# Written task
Below, reproduce word for word every line of the items starting with the line containing "Can you find the patch" and continuing through the end of the items, both ends included.

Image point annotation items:
::::
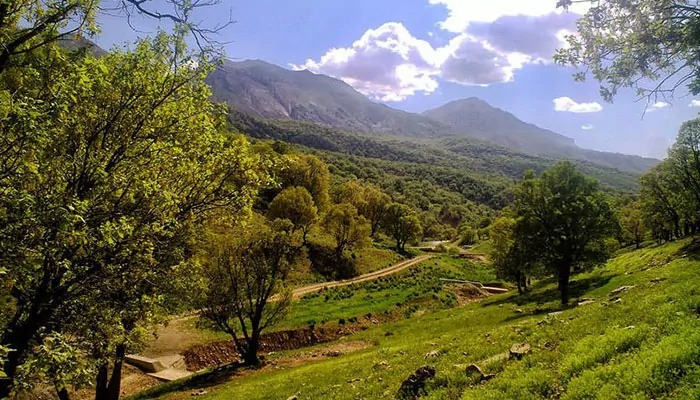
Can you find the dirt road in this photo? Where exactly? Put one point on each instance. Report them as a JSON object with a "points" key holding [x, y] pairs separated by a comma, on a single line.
{"points": [[297, 293]]}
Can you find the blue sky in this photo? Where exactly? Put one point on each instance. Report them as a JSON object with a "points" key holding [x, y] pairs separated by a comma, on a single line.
{"points": [[419, 54]]}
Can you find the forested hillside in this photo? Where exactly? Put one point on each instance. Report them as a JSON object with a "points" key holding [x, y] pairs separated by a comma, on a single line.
{"points": [[267, 91], [424, 171]]}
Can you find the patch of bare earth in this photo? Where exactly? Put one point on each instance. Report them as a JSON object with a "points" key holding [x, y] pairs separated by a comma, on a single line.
{"points": [[467, 293]]}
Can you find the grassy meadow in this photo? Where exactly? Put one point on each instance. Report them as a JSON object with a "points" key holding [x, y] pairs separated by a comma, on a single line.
{"points": [[641, 343]]}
::::
# Response to this task
Can you find the patch of bare earth in this photo? Where exactly? Put one point on each instance. Report them as a JSON object with a "points" key holding [x, y] pairs separated by a comma, on a single line.
{"points": [[467, 293]]}
Can you find the grassy meadow in this photo? Where exactly? Put one point on each instance. Report them as a JSON object with a "points" key holding [x, y] pairs separated by a comma, on a single line.
{"points": [[641, 343]]}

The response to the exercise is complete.